Selon le récit de l'attaque de « La Terrasse », de quelles forces les renforts arrivèrent-ils bien plus tard ? Énumérez-les toutes.

**Texte source:**
————
Mais rien n’était normal, cette nuit fatidique, à notre arrivée sur les lieux. L’endroit était inhabituellement bondé de monde et le choc émotionnel très lisible sur les visages. L’odeur du souffre était perceptible. C’est bien plus tard, que commencèrent à arriver les renforts de la Gendarmerie, de la Garde nationale et de la Police. Le mal était déjà fait. Les assaillants dorénavant loin. Seuls les services de secours (sapeurs-pompiers) avaient désormais du boulot à faire. D’abord apporter les soins immédiats aux blessés (au moins 5) et transporter les corps des malheureux dont un Français, un Belge et Canadien lesquels, selon nos sources, travaillaient tous au compte de l’UE, en plus de celui du policier malien répondant au nom de Cheick et d’un lave-garde.
Un commando tueur
C’est à chaud que nous avions recueilli les témoignages d’hommes, de femmes et même des enfants talibés qui fréquentent assidument le secteur à la recherche de leur pitance journalière. Et ils corroborent tous.
Tous se souviennent avoir aperçu un homme probablement de peau blanche et barbu) cagoulé et/ou enturbanné, (certains évoquent la présence d’un véhicule 4X4 dont l’occupant n’a pas été formellement identifié.
Arrivés au niveau du bar-restaurant «La Terrasse» l’homme à pied descendit et monta l’escalier menant à «La Terrasse». «Sur place, il ouvrit le feu, sans discernement» précise une rescapée. Selon toute évidence, ils étaient venus là pour tuer à l’image des ceux de «Charlie Hebdo». Signalons que cet endroit a la particularité d’accueillir surtout des ressortissants européens au regard de son confort, de sa discrétion entre autres avantages recherchés par cette clientèle.
Et l’homme ressortit quelques minutes plus tard. Il s’engouffra dans la rue adjacente où un probable complice était censé l’attendre. Dans sa fuite, il se met à lancer des grenades. Il prit pour cible en l’occurrence le véhicule de patrouille du commissariat de police du 3ème Arrondissement (un véhicule qui a une histoire – lire encadré). Le malheureux chauffeur répondant au nom de Cheick Dembélé ne survécut pas aux fragments de l’explosif. Le moteur du véhicule tournait encore à notre passage.
————
Enregistrements sources:

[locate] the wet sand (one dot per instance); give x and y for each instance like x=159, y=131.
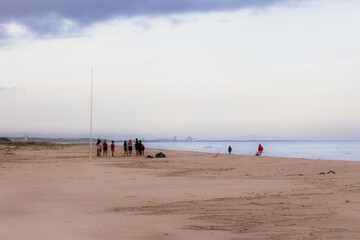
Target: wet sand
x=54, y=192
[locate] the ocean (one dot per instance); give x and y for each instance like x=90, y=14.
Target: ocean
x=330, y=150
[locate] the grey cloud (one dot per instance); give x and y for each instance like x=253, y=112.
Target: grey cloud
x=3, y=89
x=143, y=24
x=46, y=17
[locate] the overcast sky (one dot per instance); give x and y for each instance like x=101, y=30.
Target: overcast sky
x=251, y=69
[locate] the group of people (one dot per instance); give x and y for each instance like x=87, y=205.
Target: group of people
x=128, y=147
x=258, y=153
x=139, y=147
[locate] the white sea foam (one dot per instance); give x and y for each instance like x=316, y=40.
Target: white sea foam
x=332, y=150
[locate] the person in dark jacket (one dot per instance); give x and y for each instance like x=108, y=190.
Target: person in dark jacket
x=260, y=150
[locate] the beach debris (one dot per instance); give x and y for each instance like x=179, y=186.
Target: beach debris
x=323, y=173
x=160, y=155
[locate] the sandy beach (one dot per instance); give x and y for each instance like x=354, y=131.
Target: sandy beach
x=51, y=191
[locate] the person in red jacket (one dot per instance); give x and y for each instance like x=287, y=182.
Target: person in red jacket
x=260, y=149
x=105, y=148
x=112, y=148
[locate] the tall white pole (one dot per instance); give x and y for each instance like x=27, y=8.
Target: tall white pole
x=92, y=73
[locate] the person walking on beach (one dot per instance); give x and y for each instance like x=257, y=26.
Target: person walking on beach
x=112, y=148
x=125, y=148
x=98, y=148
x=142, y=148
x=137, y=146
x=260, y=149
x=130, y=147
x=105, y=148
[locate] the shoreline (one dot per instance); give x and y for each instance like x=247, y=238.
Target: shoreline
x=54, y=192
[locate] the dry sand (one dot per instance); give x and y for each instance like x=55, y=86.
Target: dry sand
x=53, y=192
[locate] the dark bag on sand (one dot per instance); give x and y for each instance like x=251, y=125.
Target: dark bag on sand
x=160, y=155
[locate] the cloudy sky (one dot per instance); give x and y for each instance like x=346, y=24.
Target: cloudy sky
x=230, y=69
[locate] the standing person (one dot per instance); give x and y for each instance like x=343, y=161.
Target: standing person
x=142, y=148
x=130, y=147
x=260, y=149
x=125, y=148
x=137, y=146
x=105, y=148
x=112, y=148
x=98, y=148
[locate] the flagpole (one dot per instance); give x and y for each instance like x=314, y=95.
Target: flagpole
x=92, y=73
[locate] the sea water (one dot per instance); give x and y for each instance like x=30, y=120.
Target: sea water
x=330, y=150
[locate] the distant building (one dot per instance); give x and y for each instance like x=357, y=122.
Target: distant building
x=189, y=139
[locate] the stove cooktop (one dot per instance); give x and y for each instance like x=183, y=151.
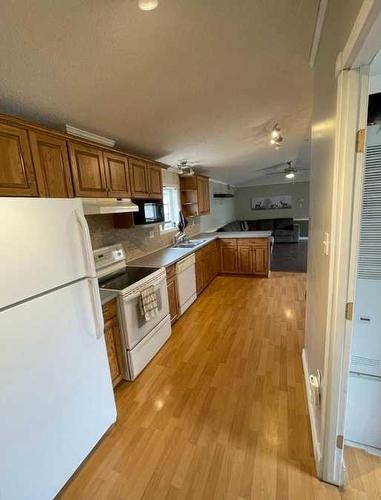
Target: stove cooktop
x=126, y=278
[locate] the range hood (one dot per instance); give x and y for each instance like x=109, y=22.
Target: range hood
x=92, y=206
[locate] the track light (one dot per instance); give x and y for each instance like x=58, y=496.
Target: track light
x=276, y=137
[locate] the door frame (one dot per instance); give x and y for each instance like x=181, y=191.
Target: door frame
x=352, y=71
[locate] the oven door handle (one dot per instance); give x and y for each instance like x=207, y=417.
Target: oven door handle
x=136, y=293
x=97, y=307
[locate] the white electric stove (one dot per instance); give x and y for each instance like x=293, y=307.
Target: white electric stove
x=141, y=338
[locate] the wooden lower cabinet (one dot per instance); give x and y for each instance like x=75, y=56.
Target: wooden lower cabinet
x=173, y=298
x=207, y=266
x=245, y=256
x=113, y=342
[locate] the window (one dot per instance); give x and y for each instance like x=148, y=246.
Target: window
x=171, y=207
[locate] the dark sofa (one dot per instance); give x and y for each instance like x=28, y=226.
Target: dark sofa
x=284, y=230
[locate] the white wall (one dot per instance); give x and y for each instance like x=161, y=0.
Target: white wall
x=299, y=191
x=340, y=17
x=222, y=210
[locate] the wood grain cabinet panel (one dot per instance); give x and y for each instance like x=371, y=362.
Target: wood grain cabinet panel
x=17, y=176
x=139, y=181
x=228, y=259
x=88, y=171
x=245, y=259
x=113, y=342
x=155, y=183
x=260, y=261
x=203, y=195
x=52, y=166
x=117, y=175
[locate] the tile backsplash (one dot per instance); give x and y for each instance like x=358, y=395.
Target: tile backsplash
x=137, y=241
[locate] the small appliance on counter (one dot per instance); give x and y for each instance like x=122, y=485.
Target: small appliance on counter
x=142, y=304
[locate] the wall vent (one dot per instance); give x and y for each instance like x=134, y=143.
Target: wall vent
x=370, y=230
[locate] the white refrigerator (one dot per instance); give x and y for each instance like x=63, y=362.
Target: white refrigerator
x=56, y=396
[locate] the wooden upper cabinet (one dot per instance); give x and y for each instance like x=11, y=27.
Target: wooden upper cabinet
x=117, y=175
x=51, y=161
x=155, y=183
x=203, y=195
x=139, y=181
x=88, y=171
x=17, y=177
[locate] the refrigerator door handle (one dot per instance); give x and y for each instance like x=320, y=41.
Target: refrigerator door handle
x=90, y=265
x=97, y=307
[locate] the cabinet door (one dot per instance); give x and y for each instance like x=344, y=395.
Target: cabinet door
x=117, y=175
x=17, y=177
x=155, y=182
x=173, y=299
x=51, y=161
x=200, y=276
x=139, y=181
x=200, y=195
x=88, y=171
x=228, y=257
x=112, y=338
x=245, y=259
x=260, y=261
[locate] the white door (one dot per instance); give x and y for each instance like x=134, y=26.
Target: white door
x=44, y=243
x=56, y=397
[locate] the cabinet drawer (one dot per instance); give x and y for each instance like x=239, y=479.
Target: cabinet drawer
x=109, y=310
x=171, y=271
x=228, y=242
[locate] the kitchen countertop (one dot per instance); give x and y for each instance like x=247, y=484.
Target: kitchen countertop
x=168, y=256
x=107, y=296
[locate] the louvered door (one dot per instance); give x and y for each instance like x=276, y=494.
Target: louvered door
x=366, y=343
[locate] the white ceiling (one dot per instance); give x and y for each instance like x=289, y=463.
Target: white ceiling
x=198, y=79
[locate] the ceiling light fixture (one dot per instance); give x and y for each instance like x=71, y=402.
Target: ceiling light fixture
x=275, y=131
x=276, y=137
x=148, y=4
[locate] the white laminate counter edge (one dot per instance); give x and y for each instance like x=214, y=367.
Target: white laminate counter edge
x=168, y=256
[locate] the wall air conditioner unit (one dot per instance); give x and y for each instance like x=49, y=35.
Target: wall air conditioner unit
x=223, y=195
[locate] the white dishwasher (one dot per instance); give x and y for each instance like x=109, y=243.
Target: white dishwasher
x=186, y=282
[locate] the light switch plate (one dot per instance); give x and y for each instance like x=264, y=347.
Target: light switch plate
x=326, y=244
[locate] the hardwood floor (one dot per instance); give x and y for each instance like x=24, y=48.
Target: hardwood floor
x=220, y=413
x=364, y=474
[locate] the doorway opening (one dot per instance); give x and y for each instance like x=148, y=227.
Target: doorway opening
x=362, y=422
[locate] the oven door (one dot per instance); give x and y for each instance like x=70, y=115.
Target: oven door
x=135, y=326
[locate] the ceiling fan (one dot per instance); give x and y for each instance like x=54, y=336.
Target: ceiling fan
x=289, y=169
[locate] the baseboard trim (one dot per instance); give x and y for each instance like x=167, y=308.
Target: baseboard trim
————
**Réponse:** La Gendarmerie, la Garde nationale et la Police.